● Problem requirements
Repeat word for word, please, only the lines from the one that includes "Practice step: locate the gold" through the final line of the data.

● Information shown
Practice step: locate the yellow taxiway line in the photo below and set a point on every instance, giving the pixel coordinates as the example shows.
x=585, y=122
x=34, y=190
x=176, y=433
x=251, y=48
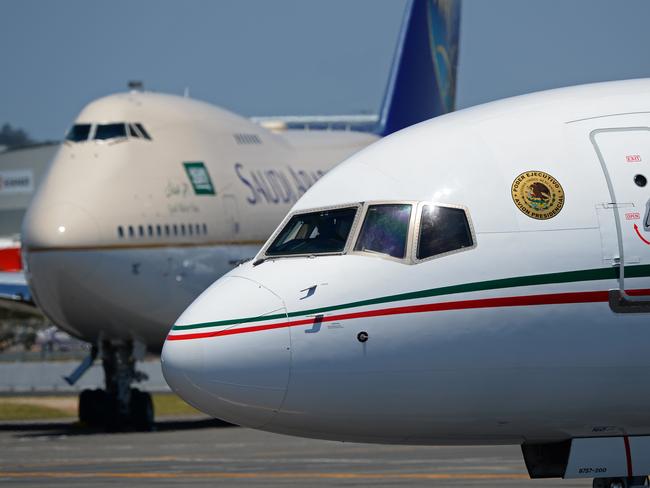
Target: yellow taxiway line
x=269, y=475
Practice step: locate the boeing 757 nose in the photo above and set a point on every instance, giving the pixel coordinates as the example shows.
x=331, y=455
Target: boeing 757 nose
x=232, y=367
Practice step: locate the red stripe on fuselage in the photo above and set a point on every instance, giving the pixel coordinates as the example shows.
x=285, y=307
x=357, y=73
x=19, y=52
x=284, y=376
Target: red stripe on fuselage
x=549, y=299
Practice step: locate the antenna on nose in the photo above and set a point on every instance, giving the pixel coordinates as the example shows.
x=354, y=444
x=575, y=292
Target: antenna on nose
x=136, y=85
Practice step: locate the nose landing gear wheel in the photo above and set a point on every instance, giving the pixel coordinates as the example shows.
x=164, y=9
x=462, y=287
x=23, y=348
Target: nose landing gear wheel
x=141, y=410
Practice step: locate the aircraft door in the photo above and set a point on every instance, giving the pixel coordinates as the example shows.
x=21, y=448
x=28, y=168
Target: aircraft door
x=231, y=213
x=624, y=155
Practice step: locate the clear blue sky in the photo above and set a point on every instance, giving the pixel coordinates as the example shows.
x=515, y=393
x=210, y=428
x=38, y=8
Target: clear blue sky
x=263, y=57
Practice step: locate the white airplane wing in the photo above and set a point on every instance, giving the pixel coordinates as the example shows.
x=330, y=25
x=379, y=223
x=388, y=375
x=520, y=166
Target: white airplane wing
x=15, y=295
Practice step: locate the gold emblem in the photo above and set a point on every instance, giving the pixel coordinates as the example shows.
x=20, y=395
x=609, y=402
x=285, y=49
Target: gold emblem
x=538, y=195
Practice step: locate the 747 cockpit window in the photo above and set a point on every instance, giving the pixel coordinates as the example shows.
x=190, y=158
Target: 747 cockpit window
x=385, y=230
x=442, y=230
x=78, y=133
x=110, y=131
x=321, y=232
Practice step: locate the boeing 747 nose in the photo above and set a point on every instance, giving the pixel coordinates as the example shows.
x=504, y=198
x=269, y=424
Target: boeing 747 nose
x=233, y=367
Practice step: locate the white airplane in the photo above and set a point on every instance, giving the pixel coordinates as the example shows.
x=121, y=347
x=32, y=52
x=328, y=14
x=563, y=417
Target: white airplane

● Reply
Practice step: locate the gold emblem in the photo above and set a point on every instance, giving the pixel coordinates as the example shows.
x=20, y=395
x=609, y=402
x=285, y=49
Target: gold emblem
x=538, y=195
Practice step: locate the 747 cockpit window in the photo above and set a point on every instance, giving the pixel coordinates as the example shows.
x=190, y=158
Target: 747 cockpit window
x=385, y=230
x=442, y=230
x=78, y=133
x=110, y=131
x=321, y=232
Practice step: locate the boeing 747 nose in the photo above and set a point on every instance, giving the pixel coordinates as the example shows.
x=504, y=198
x=269, y=424
Target: boeing 747 nose
x=233, y=367
Practice step: locate the white airplane in the photo above and set a point on every instance, giving the pixel coordinates as the example shows.
x=121, y=347
x=32, y=52
x=328, y=14
x=563, y=417
Target: white airplane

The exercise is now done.